Problem description
In the data that follows, how many lines include the string "instance"? Answer with the number alone.

Saved data entries

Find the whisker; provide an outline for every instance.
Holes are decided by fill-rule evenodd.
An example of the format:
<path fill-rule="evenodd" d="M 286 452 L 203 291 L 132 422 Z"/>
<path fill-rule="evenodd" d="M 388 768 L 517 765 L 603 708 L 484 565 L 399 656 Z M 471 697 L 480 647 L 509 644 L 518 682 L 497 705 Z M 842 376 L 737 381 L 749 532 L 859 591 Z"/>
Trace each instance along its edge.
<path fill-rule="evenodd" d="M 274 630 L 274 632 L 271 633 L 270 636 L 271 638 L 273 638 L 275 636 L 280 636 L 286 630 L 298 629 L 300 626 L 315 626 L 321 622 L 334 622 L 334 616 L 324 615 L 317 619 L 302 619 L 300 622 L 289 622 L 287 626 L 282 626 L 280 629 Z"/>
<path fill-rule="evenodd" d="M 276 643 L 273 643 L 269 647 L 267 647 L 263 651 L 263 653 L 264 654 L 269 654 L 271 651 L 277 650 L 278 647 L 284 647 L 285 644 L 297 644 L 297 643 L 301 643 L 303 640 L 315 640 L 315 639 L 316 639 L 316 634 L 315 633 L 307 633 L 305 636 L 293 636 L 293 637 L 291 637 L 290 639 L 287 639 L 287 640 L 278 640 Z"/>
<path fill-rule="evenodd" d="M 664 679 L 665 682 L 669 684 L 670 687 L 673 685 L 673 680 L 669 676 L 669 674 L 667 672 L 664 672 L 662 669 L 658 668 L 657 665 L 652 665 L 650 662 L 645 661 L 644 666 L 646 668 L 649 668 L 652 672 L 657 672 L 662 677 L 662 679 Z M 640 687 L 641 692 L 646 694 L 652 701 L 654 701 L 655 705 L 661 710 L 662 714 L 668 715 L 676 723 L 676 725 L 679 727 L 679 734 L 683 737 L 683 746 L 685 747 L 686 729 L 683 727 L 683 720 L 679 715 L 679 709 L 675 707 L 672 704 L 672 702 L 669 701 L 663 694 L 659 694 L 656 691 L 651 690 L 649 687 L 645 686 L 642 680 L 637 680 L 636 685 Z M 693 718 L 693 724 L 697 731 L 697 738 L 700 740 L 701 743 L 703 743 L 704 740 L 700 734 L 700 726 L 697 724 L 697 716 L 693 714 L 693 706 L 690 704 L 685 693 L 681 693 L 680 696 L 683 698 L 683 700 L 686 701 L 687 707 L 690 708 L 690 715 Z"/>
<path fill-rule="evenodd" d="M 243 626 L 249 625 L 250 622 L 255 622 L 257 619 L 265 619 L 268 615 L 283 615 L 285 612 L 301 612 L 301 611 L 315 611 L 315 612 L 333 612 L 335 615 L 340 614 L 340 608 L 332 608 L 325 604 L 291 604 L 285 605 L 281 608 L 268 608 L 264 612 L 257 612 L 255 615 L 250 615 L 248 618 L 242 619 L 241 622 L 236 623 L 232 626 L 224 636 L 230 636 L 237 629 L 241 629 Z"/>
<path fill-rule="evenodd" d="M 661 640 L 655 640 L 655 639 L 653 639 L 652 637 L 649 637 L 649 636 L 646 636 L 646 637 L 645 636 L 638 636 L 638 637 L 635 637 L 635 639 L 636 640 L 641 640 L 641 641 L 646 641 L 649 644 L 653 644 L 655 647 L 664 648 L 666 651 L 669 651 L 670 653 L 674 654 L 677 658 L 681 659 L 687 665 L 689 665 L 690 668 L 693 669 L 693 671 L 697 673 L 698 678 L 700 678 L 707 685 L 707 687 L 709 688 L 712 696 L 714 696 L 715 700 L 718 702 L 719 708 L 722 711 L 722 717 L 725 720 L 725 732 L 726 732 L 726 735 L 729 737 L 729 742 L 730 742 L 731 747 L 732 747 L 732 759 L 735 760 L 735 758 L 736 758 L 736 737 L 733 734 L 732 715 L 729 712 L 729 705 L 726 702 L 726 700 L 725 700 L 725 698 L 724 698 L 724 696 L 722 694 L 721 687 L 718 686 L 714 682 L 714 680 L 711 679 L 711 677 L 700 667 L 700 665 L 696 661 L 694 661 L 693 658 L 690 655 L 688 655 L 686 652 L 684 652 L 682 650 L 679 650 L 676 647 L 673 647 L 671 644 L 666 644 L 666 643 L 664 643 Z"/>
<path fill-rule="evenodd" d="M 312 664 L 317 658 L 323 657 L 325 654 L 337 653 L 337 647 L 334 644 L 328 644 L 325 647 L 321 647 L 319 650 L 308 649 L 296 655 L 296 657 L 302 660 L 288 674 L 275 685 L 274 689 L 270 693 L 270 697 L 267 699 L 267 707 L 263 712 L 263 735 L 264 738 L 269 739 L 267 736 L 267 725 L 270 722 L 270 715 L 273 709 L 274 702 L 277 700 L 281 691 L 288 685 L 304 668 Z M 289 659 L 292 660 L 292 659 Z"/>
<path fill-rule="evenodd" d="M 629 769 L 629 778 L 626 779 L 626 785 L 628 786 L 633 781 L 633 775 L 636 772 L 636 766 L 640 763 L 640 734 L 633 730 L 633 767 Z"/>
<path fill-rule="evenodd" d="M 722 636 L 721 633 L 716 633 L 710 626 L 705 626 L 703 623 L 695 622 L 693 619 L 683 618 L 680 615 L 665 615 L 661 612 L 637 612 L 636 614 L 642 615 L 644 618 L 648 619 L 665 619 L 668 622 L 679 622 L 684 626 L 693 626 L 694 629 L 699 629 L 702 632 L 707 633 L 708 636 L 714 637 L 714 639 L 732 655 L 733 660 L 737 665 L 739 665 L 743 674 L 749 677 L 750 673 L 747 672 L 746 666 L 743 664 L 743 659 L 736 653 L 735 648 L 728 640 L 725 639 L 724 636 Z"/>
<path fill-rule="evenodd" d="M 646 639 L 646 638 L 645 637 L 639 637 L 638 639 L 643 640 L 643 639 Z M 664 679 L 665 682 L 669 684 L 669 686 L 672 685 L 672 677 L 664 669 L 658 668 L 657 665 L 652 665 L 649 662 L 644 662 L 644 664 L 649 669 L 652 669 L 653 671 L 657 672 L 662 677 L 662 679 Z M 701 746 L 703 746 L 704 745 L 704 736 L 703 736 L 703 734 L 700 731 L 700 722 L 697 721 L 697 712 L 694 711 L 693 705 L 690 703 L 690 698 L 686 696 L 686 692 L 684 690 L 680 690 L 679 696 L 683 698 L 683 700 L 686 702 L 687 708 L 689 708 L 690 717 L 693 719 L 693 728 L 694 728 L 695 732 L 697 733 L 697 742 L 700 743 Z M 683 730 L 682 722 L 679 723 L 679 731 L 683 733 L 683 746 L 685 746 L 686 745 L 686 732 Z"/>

Answer section
2